* _TEXTO-FONTE_:
┄┄┄┄┄┄

O fim estava se aproximando; A Extrema-unção foi administrada. Quando foi trazido o Sagrado Viático seu quarto, ele pronunciou o seguinte ato de fé: 

Se neste mundo houvesse algum conhecimento desse sacramento mais forte do que o da fé, agora eu gostaria de usá-lo para afirmar que acredito firmemente e sei com certeza que Jesus Cristo, Verdadeiro Deus e Verdadeiro Homem, Filho de Deus e Filho da Virgem Maria está neste sacramento… Eu Te recebo, o preço da minha redenção, por cujo amor eu observei, estudei e trabalhei. Eu tenho pregado a Ti, ensinado a Ti. Eu nunca disse nada contra TI: se eu disse algo errado, é apenas culpa da minha ignorância. Tampouco quero ser obstinado em minhas opiniões, por isso submeto todas elas ao julgamento e à emenda da Santa Igreja Romana, em cuja obediência deixo agora esta vida.

┄┄┄┄┄┄

* _PARA FAZER_:
[1] De acordo com o texto-fonte, ao julgamento de quem são submetidas todas as opiniões no ato de fé?
[2] Continue o texto sobre o ato de fé diante do Sagrado Viático a partir do ponto em que ele termina.
O material que vem a seguir é independente do texto-fonte.

* _AMOSTRA DE DADOS_:
┄┄┄┄┄┄

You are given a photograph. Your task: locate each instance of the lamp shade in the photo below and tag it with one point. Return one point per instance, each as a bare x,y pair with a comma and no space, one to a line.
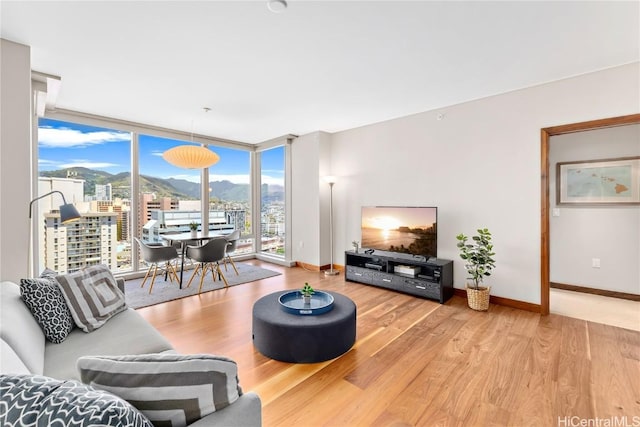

┄┄┄┄┄┄

* _RESPOSTAS POR TAREFA_:
[1] Ao julgamento e à emenda da Santa Igreja Romana.

[2]
Ele morreu em 7 de março de 1274. Numerosos milagres testemunharam sua santidade. Foi canonizado por João XXII, em 18 de julho de 1323. Os monges da Fossa Nuova queriam a todo custo manter seus restos sagrados, mas Urbano V ordenou que o corpo fosse entregue aos seus irmãos dominicanos, sendo solenemente transferido para a igreja dominicana em Toulouse, em  28 de janeiro de 1369. A magnífica capela erguida em 1628 foi destruída durante a Revolução Francesa e seu corpo mudou-se para a igreja de San Sernin, onde repousa até hoje em um sarcófago de ouro e prata, que foi solenemente abençoado pelo Cardeal Desprez em 24 de julho de 1878. O osso principal do seu braço esquerdo é preservado na catedral de Nápoles. O braço direito, doado à Universidade de Paris e originalmente conservado na Capela de Santo Tomás da Igreja Dominicana, atualmente é mantido na igreja dominicana de Santa Maria Sopra Minerva em Roma, para onde foi transferido durante a Revolução Francesa. 

Calo (Prümmer, op.cit., P.401) deu uma descrição da aparência do santo: ele diz que suas características correspondiam à grandeza de sua alma. Ele era alto e corpulento, ereto e bem proporcionado. Sua pele era “como a cor do trigo novo”: sua cabeça era grande e bem formada e um tanto careca. Todos os retratos o representam como nobre, meditativo, doce e ao mesmo tempo forte. São Pio V proclamou a Santo Tomás como Doutor da Igreja em 1567. Na Encíclica “Aeterni Patris” de 4 de agosto de 1879, sobre a restauração da filosofia cristã, Leão XIII declarou-o “príncipe e mestre de todos os doutores escolásticos”. O mesmo ilustre pontífice, através de um Breve Pontifício de 4 de agosto de 1880, nomeou-o patrono de todas as universidades, academias e escolas católicas em todo o mundo.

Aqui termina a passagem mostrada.